# Your objective
Reproduce the records below line for line, from the line containing "# point at: pink bird" through the final line of the records, including both of those lines.

Saved data entries
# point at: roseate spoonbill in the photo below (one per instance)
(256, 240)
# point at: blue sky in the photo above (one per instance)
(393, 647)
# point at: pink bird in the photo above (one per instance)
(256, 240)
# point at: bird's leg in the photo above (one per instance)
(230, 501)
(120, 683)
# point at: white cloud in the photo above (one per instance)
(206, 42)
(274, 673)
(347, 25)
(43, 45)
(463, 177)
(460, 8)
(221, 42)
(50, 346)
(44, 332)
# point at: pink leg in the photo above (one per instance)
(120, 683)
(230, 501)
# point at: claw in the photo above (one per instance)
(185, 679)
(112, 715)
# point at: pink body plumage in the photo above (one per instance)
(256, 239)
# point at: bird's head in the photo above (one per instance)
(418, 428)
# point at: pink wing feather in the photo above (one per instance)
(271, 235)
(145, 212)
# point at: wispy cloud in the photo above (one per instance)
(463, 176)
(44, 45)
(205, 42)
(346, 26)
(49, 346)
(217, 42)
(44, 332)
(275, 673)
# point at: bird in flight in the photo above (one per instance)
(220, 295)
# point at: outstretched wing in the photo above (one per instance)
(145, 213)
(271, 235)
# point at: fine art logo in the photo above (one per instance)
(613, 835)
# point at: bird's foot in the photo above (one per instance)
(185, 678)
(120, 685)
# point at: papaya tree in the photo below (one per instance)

# Response to the exercise
# point at: pink bird in the photo above (one per instance)
(256, 240)
# point at: bird's leg in the photo above (one per instance)
(230, 501)
(120, 683)
# point at: white cloud in the photo above (one per instance)
(206, 42)
(274, 673)
(347, 25)
(43, 45)
(463, 177)
(460, 8)
(221, 42)
(50, 346)
(44, 332)
# point at: pink leg in the photo above (one per instance)
(120, 683)
(230, 501)
# point at: claw in the photo above (one per instance)
(185, 679)
(112, 715)
# point at: pink body plumage in the photo above (one per instance)
(256, 239)
# point at: bird's head in the photo above (one per instance)
(418, 428)
# point at: pink wing feather in the photo above (one per instance)
(271, 235)
(145, 212)
# point at: wispy cloud in the photo above (one per instance)
(463, 176)
(44, 45)
(205, 42)
(346, 26)
(49, 346)
(217, 42)
(44, 332)
(275, 673)
# point at: bird in flight in the photo above (one per instance)
(220, 295)
# point at: outstretched wing in the photo above (one per instance)
(145, 213)
(271, 235)
# point at: fine art logo in the photo above (one per instance)
(613, 835)
# point at: bird's foot in the photo above (one per instance)
(185, 678)
(120, 685)
# point at: papaya tree in the photo below (one per instance)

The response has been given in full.